• Records shown

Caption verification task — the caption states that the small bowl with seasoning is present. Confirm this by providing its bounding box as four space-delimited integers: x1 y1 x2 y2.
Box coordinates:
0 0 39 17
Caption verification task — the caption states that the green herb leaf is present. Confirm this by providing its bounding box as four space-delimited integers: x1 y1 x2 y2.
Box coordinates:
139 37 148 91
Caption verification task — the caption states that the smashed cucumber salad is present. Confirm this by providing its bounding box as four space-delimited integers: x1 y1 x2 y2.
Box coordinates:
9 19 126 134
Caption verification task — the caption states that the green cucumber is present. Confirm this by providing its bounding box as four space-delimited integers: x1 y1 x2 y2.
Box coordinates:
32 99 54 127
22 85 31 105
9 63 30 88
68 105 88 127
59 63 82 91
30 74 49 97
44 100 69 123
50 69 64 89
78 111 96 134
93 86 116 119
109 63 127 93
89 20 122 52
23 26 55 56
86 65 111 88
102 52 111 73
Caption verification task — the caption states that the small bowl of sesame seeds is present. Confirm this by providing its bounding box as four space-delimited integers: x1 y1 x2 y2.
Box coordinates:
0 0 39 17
---
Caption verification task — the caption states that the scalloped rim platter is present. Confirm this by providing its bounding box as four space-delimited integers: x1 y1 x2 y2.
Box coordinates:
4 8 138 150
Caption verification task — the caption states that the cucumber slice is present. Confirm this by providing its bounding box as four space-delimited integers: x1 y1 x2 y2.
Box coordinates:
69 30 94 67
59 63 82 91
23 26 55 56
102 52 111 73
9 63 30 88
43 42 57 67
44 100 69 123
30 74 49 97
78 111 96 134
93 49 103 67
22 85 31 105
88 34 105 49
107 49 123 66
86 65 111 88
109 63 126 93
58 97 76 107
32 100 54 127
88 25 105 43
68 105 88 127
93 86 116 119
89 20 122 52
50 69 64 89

• What to work on
Please reproduce the rows, requests included, beginning at the line that has "small bowl with" and stopping after the line that has "139 37 148 91". In the answers, scale every box coordinate by 1.1 and round it to a whole number, with halves going up.

• Task result
Caption verification task — the caption states that the small bowl with seasoning is present. Confirm this by providing its bounding box as four space-delimited integers: x1 y1 x2 y2.
Box coordinates:
0 0 43 19
Caption verification task — the caption states that the green herb leaf is present. Confirm this by providing its bounding box as four space-delimited integers: x1 y1 x2 y2.
Box coordinates:
153 41 163 100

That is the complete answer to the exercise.